> _To do_:
1: According to the passage on assessing transformative learning, how does the Springfield rubric define nontransformative changes?
2: Continue the passage on assessing transformative learning from the point where it ends.

> _Provided passage_:
[START]

Implementation of both the Hackathon and ITO proceeded in accordance with a priori plans, as indicated in the syllabus. There were no substantial deviations to the procedures or timeline. The only minor alteration was the need to further clarify the ITO as described.

Assessment of Transformative Learning

Student learning experiences were evaluated using the rubric from Springfield et al. (2015) as applied to reflection papers that students completed during the final exam period. In the Springfield rubric, nontransformative changes are defined as being quantitative, that is, changes in extent or amount, while transformative changes are defined as being qualitative, that is, students are in some way fundamentally different than they were before: “The student recognizes that change occurred AND the change has substantially altered them in some way”; “I used to . . . but now I . . .” (Springfield et al., 2015, p. 74). The rubric also defines five types of changes, each of which may be transformative or nontransformative. These are confidence, or belief in one’s ability to use a skill; pride in accomplishment; skills, which could include any type of skill learned in the course; perspective, or how a student understands or perceives other people or situations; and identity, or how they understand or see themselves. In the reflection papers, students received the following prompts, which were adapted from Springfield et al. (2015):

Consider your experience in this course this semester. Please describe it in one to two paragraphs.

After you’ve done that, use the questions below as a guide to write more about aspects of your experience. The questions are a guide but are not an exhaustive list. If different issues spring to mind, please feel free to describe those as well.

Did you have any a-ha moments this semester?

What does it mean to work toward improvements in public health nutrition? Have your views have changed compared to the start of the semester? If so, how?

What does it mean to be a productive member of a team? Have your views changed compared to the start of the semester? If so, how?

What do you see as the role of reflection or self-reflection in your profession moving ahead?

Did you learn anything that surprised you?

[END]

> _Information shown_:
[START]

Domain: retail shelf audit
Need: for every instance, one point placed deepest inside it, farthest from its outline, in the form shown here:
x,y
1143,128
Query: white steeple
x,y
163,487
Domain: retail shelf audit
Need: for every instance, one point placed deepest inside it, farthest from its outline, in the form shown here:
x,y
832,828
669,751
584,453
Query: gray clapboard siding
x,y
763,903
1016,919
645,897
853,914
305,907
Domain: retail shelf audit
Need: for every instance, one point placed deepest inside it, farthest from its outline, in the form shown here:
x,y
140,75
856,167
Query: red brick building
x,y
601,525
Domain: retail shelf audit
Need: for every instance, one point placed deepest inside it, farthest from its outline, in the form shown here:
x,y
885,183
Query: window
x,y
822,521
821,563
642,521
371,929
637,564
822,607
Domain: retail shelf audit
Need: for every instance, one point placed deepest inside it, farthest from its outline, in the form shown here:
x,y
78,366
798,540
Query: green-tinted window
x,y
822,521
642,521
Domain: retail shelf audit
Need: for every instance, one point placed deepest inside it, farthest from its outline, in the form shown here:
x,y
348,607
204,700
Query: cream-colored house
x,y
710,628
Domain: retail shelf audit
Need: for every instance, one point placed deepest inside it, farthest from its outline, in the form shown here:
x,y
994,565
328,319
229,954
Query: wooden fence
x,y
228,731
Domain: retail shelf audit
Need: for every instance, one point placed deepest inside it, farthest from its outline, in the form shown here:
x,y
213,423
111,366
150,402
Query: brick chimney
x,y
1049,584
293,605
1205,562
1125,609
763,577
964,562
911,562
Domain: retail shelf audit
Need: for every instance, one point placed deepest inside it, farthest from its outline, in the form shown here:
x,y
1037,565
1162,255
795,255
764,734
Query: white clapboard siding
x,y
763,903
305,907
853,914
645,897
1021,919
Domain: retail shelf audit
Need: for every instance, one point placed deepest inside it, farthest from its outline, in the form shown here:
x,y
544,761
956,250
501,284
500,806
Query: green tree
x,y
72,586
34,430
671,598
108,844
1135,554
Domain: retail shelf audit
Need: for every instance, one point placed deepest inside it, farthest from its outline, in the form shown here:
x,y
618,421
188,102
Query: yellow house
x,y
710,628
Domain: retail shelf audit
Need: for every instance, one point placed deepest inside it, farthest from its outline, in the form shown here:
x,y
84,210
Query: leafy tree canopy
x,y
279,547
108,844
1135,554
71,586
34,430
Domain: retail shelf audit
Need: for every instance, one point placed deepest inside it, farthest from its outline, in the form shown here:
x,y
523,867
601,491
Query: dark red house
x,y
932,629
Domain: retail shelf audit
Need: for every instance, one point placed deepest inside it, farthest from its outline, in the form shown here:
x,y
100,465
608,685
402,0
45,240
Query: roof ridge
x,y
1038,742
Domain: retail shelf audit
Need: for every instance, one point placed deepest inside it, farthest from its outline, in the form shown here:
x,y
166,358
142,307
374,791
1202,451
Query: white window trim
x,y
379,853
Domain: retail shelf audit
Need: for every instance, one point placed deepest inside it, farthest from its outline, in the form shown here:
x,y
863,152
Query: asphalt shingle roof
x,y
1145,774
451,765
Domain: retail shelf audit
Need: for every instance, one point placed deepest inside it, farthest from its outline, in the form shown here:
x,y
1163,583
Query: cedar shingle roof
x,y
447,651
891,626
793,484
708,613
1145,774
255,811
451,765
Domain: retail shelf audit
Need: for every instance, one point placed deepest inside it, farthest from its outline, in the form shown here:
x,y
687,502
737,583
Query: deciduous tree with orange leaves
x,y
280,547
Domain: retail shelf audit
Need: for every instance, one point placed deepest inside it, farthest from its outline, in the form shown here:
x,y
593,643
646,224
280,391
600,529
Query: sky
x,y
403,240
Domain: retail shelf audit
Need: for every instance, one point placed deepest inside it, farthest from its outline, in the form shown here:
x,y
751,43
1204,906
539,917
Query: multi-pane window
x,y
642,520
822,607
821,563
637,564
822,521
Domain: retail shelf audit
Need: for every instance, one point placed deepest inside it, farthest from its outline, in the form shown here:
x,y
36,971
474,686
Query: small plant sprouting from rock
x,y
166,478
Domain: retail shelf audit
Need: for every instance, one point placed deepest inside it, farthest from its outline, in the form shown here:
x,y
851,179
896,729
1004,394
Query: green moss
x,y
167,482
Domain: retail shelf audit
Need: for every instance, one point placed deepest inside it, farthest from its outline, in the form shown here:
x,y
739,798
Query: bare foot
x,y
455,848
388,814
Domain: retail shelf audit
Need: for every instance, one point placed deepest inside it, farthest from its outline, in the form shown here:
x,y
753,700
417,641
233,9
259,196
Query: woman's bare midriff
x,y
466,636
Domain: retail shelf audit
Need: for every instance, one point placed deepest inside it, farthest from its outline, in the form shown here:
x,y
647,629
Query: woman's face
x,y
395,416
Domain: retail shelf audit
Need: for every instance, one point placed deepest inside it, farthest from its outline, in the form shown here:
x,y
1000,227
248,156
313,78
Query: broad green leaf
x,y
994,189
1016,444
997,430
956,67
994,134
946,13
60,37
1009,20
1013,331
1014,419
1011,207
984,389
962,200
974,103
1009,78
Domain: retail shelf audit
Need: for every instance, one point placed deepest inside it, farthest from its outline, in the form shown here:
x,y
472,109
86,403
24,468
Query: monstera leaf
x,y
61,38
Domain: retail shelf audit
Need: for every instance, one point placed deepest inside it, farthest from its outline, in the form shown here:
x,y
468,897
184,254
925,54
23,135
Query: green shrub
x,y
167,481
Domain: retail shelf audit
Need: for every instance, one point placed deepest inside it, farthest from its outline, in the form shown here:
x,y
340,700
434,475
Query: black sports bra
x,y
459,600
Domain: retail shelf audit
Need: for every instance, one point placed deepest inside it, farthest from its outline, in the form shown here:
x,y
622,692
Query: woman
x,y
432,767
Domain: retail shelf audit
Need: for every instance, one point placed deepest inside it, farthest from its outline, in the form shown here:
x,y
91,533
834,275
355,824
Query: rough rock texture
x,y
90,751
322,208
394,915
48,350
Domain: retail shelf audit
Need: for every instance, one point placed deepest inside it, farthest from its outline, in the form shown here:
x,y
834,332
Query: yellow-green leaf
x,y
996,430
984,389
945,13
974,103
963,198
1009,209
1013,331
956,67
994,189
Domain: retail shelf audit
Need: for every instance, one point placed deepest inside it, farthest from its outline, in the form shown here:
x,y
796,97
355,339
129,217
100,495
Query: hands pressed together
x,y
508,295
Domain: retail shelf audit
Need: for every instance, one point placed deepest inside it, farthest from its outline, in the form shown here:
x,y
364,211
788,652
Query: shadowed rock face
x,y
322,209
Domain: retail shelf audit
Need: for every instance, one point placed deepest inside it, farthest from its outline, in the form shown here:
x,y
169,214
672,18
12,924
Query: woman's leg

[END]

> _The responses_:
1: As quantitative changes, that is, changes in extent or amount.

2:
A priori, based on the goals of the course, we expected changes in confidence, skills, and perspective. We did not necessarily expect changes in identity in adult learners within the timeframe. The course was not specifically designed to increase pride in accomplishment, which typically results from praise feedback. To code the reflections, a research assistant (TF) created a data shell in Microsoft Excel with all student responses. The two instructors (ES and SF) and the research assistant independently coded the type of change (i.e., confidence, pride, skills, perspective, identity) and whether it was transformative or nontransformative, and entered any comments. At the completion of coding, all three met to resolve any discrepancies through discussion and to determine a consensus code.

Reflection papers revealed few student-reported instances of changes in confidence (n = 1) and identity (n = 2; Figure 1). As expected, no changes in pride were found. Students described nontransformative changes in skills (n = 9), mainly in problem solving and working effectively in a team.

Figure 1.

Frequency of student-reported changes in confidence, pride, skills, perspective, and identity by transformation status.

I really liked learning about problem-solving. I think that is one of the biggest things I learned from this class; how to go about solving a problem in a structured and productive process. (Student reflection paper)

There were 11 changes in perspective, and seven of these were transformative. Transformative change occurred for five of the six students, with two students describing two instances. Students attributed changes in perspective to both the Hackathon and other course activities.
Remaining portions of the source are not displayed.